_What you need to do_
Pick out every line in the records below that contains the word "cloud" and copy each of those lines in full.

_Given data_
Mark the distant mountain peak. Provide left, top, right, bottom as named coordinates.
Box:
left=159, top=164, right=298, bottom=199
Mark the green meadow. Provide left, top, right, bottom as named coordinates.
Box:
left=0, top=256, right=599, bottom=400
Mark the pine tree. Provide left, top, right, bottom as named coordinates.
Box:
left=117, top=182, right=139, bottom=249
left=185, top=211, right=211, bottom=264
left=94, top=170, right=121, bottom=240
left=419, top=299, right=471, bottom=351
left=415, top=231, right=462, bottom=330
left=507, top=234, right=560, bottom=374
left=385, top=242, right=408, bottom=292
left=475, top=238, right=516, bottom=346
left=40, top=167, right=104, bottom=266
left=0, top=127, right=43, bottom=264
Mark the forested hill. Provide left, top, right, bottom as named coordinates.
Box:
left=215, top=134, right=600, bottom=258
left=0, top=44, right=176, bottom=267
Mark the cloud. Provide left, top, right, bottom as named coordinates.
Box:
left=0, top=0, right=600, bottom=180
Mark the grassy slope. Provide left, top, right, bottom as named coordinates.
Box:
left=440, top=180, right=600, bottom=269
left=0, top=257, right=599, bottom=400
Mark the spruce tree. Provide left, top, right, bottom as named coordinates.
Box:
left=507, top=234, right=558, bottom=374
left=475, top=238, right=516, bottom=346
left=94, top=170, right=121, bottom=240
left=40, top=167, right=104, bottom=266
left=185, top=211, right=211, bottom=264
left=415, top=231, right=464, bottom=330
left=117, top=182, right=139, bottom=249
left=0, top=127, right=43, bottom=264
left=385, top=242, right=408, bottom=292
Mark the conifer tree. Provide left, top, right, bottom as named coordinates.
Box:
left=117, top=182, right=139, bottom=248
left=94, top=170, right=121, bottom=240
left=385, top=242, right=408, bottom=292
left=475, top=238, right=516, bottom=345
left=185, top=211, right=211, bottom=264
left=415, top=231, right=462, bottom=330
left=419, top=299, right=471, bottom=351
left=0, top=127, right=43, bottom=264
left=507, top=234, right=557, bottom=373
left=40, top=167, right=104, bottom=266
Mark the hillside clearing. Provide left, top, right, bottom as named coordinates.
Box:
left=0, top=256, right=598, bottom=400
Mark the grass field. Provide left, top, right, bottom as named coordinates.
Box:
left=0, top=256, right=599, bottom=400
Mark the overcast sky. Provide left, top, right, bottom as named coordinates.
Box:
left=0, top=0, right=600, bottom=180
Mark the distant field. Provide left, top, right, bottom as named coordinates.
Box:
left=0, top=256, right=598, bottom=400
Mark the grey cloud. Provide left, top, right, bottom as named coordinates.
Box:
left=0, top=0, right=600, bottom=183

_Exercise response_
Mark the cloud. Provide left, top, right, bottom as named coordinates.
Mark the grey cloud. Provide left, top, right, bottom as named coordinates.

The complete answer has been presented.